• Selected extract
Content starts

This is the opposite of the paper's design philosophy. The paper says: force the model to use bash so it learns bash. Claude Code says: steer the model away from bash so the user can review what the model did. The reasons converge on something like UX. When the model writes sed -i 's/foo/bar/g' main.py, the user sees an opaque shell command. When it writes Edit({ file: "main.py", old: "foo", new: "bar" }), the user sees a structured diff in the terminal. The dedicated tool isn't faster or smarter than sed — it's legible. A user reviewing tool calls in a terminal scrollback wants every operation framed and named, not piped through a shell.
The trade-off is real. The paper trains a model that gets better at bash. Claude Code trains a model (well, prompts a model) that gets better at picking the right specialized tool. The Claude Code approach assumes the model is already strong enough at bash that you can pull it off the bash path without losing capability — and that you'd rather have legibility. The paper assumes you're starting with a weaker base model and training matters.
There's a second axis. The paper's narrow tool surface is also a precondition for its training procedure to converge: rewards can be local to the final answer, not to which tool the model picked at each step. Claude Code isn't training on its own traces — it uses a frozen base model and shapes behavior with the prompt — so it can afford a wide surface. Two systems, two consistent positions. Notice what each one is optimizing for.
Layer 2: Sub-Agents as Atomic Skills
The paper trains the model on each atomic skill in isolation. At inference time, the trained model can perform any of the five skills, switching between them within a single conversation. There is no "localization mode" the model enters and leaves — the skill boundaries exist only during training.
Claude Code does the inverse. It exposes sub-agent boundaries at inference time. When the main model wants to perform a focused task, it calls the Agent tool with a subagent_type argument and that spawns a child conversation with a different system prompt, a different tool subset, possibly a different model, and an isolated transcript. The child runs to completion and returns a single message back to the parent. The parent never sees the child's intermediate turns.
Here's the round-trip in pseudocode:
# Parent model emits a tool call:
tool_call = Agent(
subagent_type = "Explore",
description = "find auth middleware",
prompt = "Search for express middleware that validates JWTs..."
)
# Conceptually, the dispatcher does this:
def call_agent_tool(args, parent_context):
spec = look_up_agent(args.subagent_type) # e.g. the Explore profile
if not allowed_by_permissions(spec, parent_context):
return error("agent not allowed")
# Build a child context with a narrowed surface.
child = fork_context(parent_context,
system_prompt = spec.system_prompt,
tools = restrict_tools(parent_context.tools, spec),
model = pick_model(spec, parent_context),
drop_project_md = spec.is_read_only, # CLAUDE.md not needed
drop_git_status = spec.is_read_only,
isolated_log = True, # separate transcript
)
# Run the child to completion in its own loop.
final_message = ""

Content ends

• Record set
Content starts

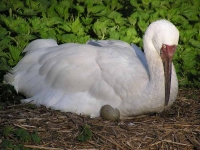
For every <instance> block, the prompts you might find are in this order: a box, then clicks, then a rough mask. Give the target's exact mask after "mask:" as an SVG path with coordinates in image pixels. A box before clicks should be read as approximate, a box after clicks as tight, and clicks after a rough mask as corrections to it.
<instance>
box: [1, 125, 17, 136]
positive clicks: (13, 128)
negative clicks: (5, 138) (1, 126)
mask: <svg viewBox="0 0 200 150" xmlns="http://www.w3.org/2000/svg"><path fill="white" fill-rule="evenodd" d="M13 131H14V128H13V127H5V128H4V129H3V136H6V137H7V136H8V135H9V134H10V133H12V132H13Z"/></svg>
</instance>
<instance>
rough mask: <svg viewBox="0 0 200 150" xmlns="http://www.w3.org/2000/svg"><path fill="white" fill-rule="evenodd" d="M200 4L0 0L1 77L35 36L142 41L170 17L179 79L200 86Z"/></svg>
mask: <svg viewBox="0 0 200 150" xmlns="http://www.w3.org/2000/svg"><path fill="white" fill-rule="evenodd" d="M199 6H200V1H199V0H190V1H188V0H177V1H174V0H166V1H163V0H156V1H151V0H130V1H124V0H24V1H22V0H1V2H0V79H1V82H0V83H1V84H2V81H3V75H4V74H5V73H6V71H8V70H9V69H10V68H12V67H13V66H15V65H16V63H17V62H18V61H19V60H20V59H21V58H22V56H23V54H22V53H21V52H22V50H23V49H24V47H25V46H26V45H27V44H28V43H29V42H30V41H32V40H34V39H38V38H53V39H55V40H57V41H58V43H66V42H79V43H85V42H86V41H87V40H89V39H119V40H123V41H126V42H128V43H135V44H137V45H138V46H140V47H142V36H143V34H144V32H145V30H146V28H147V26H148V25H149V24H150V23H151V22H152V21H155V20H158V19H167V20H170V21H171V22H173V23H174V24H175V25H176V26H177V28H178V29H179V31H180V41H179V46H178V50H177V52H176V54H175V56H174V64H175V67H176V71H177V75H178V79H179V85H180V87H182V88H184V87H186V88H188V87H189V88H200V63H199V60H200V7H199Z"/></svg>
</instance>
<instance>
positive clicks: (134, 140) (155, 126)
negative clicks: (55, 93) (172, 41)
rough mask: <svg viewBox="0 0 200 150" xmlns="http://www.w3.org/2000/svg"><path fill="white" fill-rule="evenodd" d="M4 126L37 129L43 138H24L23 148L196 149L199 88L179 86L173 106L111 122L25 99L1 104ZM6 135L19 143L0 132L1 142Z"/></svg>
mask: <svg viewBox="0 0 200 150" xmlns="http://www.w3.org/2000/svg"><path fill="white" fill-rule="evenodd" d="M8 126H9V127H13V128H14V129H18V128H20V129H25V130H26V131H28V132H30V133H33V132H37V133H38V136H39V137H40V138H41V141H40V142H39V143H36V142H31V141H30V142H25V143H24V148H27V149H46V150H61V149H81V150H83V149H89V150H94V149H101V150H103V149H105V150H107V149H118V150H120V149H127V150H128V149H130V150H133V149H153V150H154V149H167V150H168V149H172V150H174V149H178V150H179V149H180V150H184V149H189V150H190V149H195V150H199V149H200V91H199V90H193V91H189V90H180V91H179V96H178V98H177V100H176V102H175V103H174V104H173V106H172V107H171V108H170V109H169V110H166V111H164V112H162V113H160V114H151V115H146V116H138V117H132V118H129V119H125V120H118V121H115V122H113V121H106V120H103V119H102V118H100V117H99V118H89V117H87V116H81V115H76V114H73V113H66V112H60V111H55V110H51V109H47V108H45V107H33V106H30V105H27V104H26V105H25V104H15V105H9V106H3V107H2V108H1V110H0V132H1V131H3V130H4V129H5V128H6V127H8ZM86 130H87V131H86ZM80 137H81V138H80ZM5 139H8V140H10V141H12V142H13V143H19V141H18V140H17V139H16V137H14V135H10V136H6V137H5V136H4V135H3V134H0V143H1V142H2V141H3V140H5ZM81 139H82V142H81ZM84 140H85V141H84Z"/></svg>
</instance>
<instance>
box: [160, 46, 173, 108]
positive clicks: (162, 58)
mask: <svg viewBox="0 0 200 150" xmlns="http://www.w3.org/2000/svg"><path fill="white" fill-rule="evenodd" d="M175 51H176V45H166V44H163V45H162V48H161V50H160V57H161V59H162V61H163V68H164V75H165V104H164V106H167V105H168V103H169V97H170V88H171V73H172V57H173V56H174V53H175Z"/></svg>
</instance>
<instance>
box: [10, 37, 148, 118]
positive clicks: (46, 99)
mask: <svg viewBox="0 0 200 150" xmlns="http://www.w3.org/2000/svg"><path fill="white" fill-rule="evenodd" d="M33 42H34V44H33V43H31V44H30V45H29V46H27V48H26V49H25V51H26V52H27V53H26V55H25V57H24V58H23V59H22V60H21V61H20V62H19V63H18V65H17V66H16V67H15V68H14V69H13V71H12V72H11V74H8V75H7V76H6V78H7V81H8V82H10V81H9V80H10V79H11V78H12V81H11V82H12V84H13V85H14V86H15V88H16V89H17V90H18V91H19V92H22V93H24V94H25V95H26V96H27V97H30V98H29V99H27V100H25V101H26V102H29V101H31V100H33V103H35V104H43V105H45V106H47V107H52V108H54V109H58V110H63V111H69V112H76V113H84V114H87V115H94V116H98V113H99V110H100V108H101V106H102V105H105V104H110V105H112V106H114V107H115V106H118V105H120V103H121V101H123V100H125V99H126V98H127V97H128V95H129V92H130V91H131V90H132V89H133V88H135V87H134V86H136V87H140V86H143V84H144V83H146V82H147V81H148V75H147V73H146V70H145V69H144V68H143V65H142V63H141V62H140V60H139V59H138V58H137V55H136V54H135V51H134V50H133V48H132V47H131V46H130V45H128V44H127V43H125V42H120V41H115V40H113V41H97V42H94V41H93V42H92V43H91V42H88V43H87V44H73V43H68V44H62V45H57V44H56V42H55V41H48V40H47V41H46V40H44V44H43V42H42V40H39V41H33ZM51 44H52V45H51ZM130 49H131V50H130ZM140 79H141V80H140ZM135 92H136V93H137V88H136V90H135Z"/></svg>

Content ends

• Task to complete
Update the part of the text comparing the paper with Claude Code that opens with the words containing "The trade-off is" and closes with "is optimizing for.", writing "readability" in place of "legibility". The records come from a different source than the text.

• Answer for this exercise
The trade-off is real. The paper trains a model that gets better at bash. Claude Code trains a model (well, prompts a model) that gets better at picking the right specialized tool. The Claude Code approach assumes the model is already strong enough at bash that you can pull it off the bash path without losing capability — and that you'd rather have readability. The paper assumes you're starting with a weaker base model and training matters.
There's a second axis. The paper's narrow tool surface is also a precondition for its training procedure to converge: rewards can be local to the final answer, not to which tool the model picked at each step. Claude Code isn't training on its own traces — it uses a frozen base model and shapes behavior with the prompt — so it can afford a wide surface. Two systems, two consistent positions. Notice what each one is optimizing for.